**WORK TO COMPLETE:** Which lines below contain the word "fence"? Return each of them in full.

**EXERCISE MATERIAL:**
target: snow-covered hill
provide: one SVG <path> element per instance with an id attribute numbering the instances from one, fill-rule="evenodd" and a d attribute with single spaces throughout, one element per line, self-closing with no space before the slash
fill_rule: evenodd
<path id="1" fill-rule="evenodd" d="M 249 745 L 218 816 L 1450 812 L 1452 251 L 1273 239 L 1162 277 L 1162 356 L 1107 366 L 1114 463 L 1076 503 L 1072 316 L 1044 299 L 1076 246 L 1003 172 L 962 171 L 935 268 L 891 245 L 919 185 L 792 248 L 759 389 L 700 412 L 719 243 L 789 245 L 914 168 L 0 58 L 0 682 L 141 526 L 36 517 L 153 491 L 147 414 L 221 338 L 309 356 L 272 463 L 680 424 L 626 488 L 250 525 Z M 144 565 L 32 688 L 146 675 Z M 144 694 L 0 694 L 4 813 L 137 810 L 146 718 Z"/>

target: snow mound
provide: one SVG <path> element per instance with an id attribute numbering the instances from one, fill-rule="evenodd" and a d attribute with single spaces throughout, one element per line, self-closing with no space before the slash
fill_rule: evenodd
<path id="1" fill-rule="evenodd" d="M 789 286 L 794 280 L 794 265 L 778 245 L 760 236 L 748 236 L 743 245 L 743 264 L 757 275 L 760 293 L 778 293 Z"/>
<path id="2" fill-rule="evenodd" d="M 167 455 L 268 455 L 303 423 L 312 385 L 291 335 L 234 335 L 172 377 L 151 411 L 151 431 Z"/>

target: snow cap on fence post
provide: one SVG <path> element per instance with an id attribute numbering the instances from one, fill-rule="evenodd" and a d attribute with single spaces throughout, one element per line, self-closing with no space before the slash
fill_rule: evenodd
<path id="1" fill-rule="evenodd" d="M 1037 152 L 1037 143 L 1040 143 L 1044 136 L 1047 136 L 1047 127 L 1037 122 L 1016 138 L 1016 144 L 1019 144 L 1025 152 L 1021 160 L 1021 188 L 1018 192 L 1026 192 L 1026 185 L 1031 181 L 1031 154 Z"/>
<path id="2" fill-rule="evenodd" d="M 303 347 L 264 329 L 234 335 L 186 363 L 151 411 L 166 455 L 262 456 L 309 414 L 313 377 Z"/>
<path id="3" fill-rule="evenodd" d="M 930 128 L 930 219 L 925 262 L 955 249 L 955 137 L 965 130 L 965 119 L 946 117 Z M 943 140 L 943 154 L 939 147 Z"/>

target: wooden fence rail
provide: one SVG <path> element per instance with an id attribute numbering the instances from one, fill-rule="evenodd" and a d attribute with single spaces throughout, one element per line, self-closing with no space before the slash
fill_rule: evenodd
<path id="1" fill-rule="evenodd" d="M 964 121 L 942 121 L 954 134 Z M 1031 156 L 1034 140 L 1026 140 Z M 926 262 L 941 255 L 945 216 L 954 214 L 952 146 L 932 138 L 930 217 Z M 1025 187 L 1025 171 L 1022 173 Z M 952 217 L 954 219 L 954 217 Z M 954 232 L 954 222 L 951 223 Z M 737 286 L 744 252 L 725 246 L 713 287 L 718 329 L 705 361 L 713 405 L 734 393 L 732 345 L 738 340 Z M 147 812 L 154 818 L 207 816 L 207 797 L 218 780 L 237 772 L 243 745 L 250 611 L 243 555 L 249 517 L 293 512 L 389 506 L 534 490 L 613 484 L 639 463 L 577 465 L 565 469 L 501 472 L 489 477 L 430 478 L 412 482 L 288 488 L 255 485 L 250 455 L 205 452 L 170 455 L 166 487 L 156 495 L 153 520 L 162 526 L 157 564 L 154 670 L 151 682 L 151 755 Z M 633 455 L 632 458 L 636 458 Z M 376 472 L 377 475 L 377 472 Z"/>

--

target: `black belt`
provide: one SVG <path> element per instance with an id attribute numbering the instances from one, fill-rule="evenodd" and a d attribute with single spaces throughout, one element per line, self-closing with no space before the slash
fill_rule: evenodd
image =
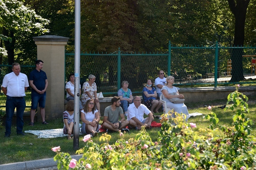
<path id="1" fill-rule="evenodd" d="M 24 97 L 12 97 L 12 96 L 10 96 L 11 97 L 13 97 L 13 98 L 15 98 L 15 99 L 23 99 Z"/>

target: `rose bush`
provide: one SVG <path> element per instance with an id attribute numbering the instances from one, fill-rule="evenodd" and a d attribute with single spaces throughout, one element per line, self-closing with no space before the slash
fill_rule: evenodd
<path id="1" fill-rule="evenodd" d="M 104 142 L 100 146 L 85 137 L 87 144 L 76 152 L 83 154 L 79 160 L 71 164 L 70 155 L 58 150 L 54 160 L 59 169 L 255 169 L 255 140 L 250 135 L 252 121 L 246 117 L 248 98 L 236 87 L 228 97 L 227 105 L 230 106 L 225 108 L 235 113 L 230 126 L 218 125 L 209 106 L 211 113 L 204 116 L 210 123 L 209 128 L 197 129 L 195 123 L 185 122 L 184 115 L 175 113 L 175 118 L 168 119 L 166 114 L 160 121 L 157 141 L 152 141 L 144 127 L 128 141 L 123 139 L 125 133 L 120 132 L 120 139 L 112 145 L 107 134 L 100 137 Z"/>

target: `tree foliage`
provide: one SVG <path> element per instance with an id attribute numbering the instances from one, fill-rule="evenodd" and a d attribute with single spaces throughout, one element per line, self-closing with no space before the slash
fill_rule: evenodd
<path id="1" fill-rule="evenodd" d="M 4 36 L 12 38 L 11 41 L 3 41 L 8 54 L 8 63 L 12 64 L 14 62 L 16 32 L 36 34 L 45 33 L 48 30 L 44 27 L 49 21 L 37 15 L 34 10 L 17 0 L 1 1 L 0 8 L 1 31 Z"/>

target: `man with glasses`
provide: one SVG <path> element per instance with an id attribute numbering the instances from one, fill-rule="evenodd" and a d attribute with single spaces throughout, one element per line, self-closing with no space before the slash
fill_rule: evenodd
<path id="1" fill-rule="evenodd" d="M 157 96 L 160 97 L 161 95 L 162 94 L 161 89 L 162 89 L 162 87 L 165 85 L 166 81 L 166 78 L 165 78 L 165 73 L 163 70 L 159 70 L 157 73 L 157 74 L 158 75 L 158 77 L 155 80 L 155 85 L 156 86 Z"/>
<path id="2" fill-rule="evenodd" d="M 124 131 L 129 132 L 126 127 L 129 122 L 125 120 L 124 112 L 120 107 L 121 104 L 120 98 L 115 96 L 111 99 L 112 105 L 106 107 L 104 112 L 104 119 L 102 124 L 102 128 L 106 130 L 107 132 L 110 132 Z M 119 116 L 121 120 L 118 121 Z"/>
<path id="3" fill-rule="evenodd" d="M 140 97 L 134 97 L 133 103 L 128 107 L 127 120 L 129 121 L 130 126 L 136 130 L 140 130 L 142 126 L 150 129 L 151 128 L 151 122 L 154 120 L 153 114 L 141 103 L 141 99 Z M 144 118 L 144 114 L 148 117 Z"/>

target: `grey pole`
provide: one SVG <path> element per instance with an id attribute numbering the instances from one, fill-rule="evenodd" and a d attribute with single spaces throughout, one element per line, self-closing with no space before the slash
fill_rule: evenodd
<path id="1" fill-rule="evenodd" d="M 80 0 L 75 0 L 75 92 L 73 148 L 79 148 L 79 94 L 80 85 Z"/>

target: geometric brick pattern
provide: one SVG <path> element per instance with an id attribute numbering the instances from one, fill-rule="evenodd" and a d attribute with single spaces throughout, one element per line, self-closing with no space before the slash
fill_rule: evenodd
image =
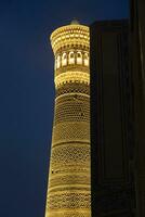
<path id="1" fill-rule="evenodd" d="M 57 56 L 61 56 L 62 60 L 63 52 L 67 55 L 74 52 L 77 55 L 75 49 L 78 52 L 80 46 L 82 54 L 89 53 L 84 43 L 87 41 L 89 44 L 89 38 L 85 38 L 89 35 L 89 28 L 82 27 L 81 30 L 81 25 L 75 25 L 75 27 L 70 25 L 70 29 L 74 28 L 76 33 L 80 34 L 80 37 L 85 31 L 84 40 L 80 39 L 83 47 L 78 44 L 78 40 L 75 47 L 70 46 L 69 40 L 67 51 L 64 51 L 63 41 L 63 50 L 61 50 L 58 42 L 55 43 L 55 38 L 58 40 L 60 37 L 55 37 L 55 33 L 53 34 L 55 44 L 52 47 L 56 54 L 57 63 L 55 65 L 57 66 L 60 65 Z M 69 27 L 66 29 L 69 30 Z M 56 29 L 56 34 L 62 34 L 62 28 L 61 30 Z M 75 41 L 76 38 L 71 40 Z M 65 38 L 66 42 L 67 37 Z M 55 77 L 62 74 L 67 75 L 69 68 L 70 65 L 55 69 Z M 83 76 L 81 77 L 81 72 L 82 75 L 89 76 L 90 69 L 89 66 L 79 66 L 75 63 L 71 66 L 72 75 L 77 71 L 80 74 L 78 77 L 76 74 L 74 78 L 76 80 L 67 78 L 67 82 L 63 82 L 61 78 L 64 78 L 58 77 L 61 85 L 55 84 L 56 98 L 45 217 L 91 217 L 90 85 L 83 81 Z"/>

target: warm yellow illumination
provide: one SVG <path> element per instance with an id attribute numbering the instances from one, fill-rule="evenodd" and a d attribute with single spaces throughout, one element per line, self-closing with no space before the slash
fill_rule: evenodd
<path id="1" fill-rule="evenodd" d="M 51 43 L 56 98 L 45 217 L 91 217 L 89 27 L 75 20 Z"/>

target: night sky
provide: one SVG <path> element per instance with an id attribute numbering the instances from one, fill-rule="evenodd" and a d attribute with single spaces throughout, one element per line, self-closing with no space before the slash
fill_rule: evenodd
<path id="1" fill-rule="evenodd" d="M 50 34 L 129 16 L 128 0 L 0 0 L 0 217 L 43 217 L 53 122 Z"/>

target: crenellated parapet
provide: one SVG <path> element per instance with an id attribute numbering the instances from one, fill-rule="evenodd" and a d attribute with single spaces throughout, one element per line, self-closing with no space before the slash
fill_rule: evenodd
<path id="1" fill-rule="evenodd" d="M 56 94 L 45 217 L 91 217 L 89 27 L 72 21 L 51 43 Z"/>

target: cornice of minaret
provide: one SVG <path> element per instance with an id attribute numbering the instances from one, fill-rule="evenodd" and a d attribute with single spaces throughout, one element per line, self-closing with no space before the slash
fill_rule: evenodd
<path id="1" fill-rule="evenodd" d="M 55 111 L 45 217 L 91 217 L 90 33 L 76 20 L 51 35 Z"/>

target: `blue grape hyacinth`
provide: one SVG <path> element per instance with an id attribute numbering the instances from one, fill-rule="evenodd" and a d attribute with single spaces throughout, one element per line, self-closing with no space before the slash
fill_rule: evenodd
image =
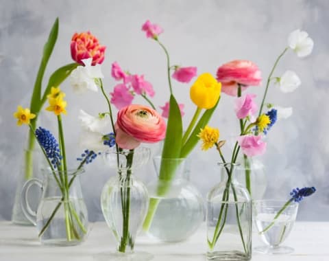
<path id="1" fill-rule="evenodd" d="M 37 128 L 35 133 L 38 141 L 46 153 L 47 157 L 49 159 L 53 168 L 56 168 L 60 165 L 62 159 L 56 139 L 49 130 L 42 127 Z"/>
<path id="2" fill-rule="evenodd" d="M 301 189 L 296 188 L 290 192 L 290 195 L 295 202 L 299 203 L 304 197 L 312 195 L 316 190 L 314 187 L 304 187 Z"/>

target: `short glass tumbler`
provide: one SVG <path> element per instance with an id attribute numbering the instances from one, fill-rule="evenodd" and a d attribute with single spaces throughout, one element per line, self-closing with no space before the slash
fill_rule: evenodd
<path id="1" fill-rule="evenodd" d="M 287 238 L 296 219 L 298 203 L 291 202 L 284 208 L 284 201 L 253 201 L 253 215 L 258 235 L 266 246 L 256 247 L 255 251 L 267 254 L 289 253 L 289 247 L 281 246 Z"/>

* * *

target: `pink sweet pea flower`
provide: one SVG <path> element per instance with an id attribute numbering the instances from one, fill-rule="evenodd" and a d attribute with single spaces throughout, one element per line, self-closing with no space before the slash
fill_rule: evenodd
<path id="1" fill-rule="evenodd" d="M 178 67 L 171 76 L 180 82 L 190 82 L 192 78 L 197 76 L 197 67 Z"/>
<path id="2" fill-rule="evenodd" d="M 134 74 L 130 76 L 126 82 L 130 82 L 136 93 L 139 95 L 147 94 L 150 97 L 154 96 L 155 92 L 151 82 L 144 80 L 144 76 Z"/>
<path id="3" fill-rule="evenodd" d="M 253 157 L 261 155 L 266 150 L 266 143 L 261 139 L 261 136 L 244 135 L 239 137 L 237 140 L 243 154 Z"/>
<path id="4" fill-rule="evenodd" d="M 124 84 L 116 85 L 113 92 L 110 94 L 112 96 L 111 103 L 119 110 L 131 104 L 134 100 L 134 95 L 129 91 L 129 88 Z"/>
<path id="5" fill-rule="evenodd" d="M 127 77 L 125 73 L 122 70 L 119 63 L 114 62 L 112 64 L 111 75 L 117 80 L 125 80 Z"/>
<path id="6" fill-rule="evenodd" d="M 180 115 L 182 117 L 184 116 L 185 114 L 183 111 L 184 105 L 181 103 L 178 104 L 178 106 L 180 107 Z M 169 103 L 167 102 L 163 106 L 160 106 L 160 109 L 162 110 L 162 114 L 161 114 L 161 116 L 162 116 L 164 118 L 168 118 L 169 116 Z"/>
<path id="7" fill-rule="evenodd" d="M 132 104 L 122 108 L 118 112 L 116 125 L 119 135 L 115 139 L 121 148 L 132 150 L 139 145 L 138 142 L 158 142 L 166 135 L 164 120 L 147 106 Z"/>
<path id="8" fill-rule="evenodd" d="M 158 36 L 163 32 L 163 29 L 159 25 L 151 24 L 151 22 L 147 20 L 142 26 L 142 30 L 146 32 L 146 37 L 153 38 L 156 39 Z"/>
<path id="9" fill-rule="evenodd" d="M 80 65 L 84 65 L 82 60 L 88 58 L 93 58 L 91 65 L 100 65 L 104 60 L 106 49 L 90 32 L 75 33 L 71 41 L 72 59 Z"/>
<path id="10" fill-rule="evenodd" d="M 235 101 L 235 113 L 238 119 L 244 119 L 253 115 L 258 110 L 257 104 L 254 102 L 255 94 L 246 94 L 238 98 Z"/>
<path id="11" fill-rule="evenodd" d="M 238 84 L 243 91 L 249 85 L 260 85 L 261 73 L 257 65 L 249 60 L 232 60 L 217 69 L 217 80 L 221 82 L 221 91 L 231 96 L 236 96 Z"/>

**CORRECT RESULT:**
target: snow cap on fence post
target: wooden fence rail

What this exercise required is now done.